Patient-derived iPS cells for unveiling the molecular pathology of Pelizaeus-Merzbacher disease: a commentary on ‘Reduced PLP1 expression in induced pluripotent stem cells derived from a Pelizaeus–Merzbacher disease patient with a partial PLP1 duplication’

In the studies of inherited disorders of the central nerve system (CNS), it is always challenging to determine how alterations in a disease-causing gene or a rearrangement of a genomic segment that contains disease-causing genes can change gene expression and the resulting clinical phenotype. Conventional cell transfection assays employing expression plasmids cannot be used when large genomic intervals that include multiple exons, introns, promoters, distant enhancer/suppressor elements or even multiple genes are involved. Lymphoblasts or fibroblasts established from patients’ blood or skin can be examined, but only trace transcripts may be detectable for genes that are predominantly expressed in the CNS.

In this issue of the Journal of Human Genetics, Yamamoto and his colleagues have shown that induced pluripotent stem (iPS) cells derived from patients’ fibroblasts may serve as resources to directly determine gene expression aberrations.¹ They established iPS cells from three patients with Pelizaeus–Merzbacher disease (PMD), which is an X-linked disorder of the CNS. PMD is caused by mutations of the PLP1 gene, which is predominantly expressed by oligodendrocytes, but is barely or faintly detectable in the lymphocytes or fibroblasts.^{2, 3} Of these three patients, one had a rare partial duplication, encompassing a 16-Kb genomic interval that spans exons 1–3 of PLP1. In such a case, it is extremely difficult to determine the molecular outcome of the genomic rearrangement. Yamamoto’s group resolved this problem by generating patient-derived iPS cells. They reported that PLP1 expression in iPS cells was 40 times higher than in fibroblasts. Therefore, it was possible to directly visualize the PLP1 signals by northern blotting. Thus, undifferentiated iPS cells may serve as a better tool to examine PLP1 expression in patient-derived cells. They showed that partial duplication of the gene completely diminished PLP1 expression, and this finding was compatible with the mild clinical presentation of this family.

Meanwhile, limitations in the use of undifferentiated iPS cells in the quantification of cryptic gene expression became apparent. It was expected that the iPS cells derived from a patient carrying a >600-Kb duplication containing the entire PLP1 gene would show increased transcript levels. However, northern blot performed on three different cell lines showed a tendency only because of the large experimental variation.

───

What to work on:
Copy the part of the commentary above on iPS cells in Pelizaeus–Merzbacher disease from "In the studies" up to and including "in the CNS.".

───

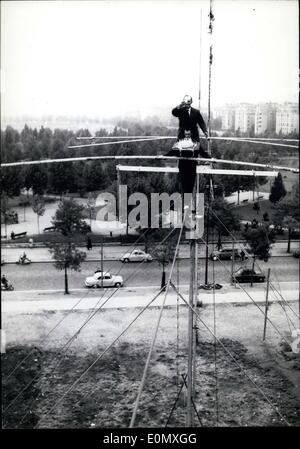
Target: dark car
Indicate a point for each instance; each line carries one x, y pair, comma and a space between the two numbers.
226, 254
248, 275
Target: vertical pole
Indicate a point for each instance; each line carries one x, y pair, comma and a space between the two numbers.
102, 261
266, 304
189, 411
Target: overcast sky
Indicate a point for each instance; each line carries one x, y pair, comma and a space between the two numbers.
99, 58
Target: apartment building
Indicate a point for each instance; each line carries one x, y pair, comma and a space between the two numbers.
265, 118
227, 115
287, 118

───

Your response:
In the studies of inherited disorders of the central nerve system (CNS), it is always challenging to determine how alterations in a disease-causing gene or a rearrangement of a genomic segment that contains disease-causing genes can change gene expression and the resulting clinical phenotype. Conventional cell transfection assays employing expression plasmids cannot be used when large genomic intervals that include multiple exons, introns, promoters, distant enhancer/suppressor elements or even multiple genes are involved. Lymphoblasts or fibroblasts established from patients’ blood or skin can be examined, but only trace transcripts may be detectable for genes that are predominantly expressed in the CNS.